- **PROBLEM STATEMENT**
Extract every line below that contains the word "positive".
==== ENTRIES SHOWN
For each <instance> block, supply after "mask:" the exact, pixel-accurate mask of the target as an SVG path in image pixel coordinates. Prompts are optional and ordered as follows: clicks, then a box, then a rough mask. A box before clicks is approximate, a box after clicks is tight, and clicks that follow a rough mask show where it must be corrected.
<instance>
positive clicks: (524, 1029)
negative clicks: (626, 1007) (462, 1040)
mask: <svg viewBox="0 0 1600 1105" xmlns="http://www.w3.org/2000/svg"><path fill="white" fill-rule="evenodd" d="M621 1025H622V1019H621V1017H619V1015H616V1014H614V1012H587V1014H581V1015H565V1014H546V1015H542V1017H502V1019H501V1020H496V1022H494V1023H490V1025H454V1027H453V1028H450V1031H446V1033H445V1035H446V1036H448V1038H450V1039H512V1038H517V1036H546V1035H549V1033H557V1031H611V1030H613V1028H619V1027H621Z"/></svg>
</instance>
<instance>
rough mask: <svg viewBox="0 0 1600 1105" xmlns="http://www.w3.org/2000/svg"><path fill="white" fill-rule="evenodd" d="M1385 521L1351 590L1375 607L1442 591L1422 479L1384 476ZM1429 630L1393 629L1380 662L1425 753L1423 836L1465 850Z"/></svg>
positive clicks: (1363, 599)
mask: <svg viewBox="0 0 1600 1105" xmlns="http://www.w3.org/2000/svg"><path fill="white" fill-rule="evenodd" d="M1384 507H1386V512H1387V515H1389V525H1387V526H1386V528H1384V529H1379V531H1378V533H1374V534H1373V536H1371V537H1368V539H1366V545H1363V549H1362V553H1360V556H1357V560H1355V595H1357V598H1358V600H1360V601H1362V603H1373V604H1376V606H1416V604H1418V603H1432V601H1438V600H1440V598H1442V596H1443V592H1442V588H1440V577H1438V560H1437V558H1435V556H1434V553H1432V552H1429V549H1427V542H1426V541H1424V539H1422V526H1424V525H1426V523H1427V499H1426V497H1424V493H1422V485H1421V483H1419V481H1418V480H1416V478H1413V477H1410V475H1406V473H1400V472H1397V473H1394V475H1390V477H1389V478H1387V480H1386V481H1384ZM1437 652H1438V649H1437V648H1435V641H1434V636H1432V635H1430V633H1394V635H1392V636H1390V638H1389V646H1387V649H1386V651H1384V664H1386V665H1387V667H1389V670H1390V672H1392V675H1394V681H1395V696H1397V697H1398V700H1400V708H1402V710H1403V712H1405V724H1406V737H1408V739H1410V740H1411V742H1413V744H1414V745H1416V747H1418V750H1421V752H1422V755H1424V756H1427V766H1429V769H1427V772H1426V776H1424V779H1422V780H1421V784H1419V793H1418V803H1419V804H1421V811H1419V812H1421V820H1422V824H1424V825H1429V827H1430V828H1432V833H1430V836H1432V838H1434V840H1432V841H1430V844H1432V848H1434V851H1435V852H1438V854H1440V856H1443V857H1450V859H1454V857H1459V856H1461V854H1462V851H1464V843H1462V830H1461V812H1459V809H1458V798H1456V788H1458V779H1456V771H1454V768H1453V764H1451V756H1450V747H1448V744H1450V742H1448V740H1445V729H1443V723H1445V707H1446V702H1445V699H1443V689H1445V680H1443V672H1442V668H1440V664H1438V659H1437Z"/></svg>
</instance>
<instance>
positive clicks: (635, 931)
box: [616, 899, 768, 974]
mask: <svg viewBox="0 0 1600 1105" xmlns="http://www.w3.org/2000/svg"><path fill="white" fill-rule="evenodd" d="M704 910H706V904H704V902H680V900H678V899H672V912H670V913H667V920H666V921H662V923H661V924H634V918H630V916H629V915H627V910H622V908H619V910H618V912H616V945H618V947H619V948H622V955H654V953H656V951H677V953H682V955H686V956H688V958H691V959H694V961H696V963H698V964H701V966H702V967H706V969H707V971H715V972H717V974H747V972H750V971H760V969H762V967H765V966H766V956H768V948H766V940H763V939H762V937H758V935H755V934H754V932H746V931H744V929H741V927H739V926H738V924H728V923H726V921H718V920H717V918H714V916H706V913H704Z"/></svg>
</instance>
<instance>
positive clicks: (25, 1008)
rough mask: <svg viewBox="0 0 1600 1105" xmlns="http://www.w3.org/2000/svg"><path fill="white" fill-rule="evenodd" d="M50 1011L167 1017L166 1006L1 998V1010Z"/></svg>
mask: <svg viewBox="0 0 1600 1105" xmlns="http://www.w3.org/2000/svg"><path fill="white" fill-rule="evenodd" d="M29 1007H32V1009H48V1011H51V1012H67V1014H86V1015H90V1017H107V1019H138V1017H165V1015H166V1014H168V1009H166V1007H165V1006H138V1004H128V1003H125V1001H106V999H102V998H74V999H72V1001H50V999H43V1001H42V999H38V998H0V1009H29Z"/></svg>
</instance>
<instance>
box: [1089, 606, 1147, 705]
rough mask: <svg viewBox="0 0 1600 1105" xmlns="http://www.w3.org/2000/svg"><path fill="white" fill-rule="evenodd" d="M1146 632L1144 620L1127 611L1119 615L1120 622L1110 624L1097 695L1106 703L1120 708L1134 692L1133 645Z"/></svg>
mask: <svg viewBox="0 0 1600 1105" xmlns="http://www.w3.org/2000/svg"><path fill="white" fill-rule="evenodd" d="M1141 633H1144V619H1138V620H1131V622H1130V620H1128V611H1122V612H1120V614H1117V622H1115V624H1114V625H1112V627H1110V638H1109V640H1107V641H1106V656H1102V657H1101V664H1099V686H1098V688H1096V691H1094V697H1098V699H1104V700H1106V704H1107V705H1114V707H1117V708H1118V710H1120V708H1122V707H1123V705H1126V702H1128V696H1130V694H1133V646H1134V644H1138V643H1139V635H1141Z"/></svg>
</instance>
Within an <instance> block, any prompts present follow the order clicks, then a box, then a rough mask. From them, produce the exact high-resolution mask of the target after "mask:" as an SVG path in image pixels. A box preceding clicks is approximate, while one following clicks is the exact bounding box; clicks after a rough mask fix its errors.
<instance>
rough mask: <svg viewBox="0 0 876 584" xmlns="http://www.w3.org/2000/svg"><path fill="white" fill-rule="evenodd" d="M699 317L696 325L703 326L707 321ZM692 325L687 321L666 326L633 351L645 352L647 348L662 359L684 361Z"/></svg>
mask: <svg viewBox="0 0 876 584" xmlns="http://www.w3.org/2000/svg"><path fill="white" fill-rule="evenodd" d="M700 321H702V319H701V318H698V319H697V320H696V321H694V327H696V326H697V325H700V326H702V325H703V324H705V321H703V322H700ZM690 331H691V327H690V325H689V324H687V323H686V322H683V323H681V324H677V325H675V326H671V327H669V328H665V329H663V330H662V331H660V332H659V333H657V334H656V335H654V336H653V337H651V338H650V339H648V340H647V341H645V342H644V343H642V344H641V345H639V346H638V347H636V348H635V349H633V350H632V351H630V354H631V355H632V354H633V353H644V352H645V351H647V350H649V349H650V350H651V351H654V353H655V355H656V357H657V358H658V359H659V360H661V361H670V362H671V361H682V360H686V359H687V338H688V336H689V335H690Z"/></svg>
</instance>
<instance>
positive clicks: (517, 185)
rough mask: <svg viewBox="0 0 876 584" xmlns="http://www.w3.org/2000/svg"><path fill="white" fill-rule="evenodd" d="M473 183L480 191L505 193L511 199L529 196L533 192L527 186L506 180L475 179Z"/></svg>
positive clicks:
========
- **ANSWER BOX**
positive clicks: (524, 1029)
positive clicks: (1363, 599)
positive clicks: (635, 931)
positive clicks: (25, 1008)
positive clicks: (517, 185)
positive clicks:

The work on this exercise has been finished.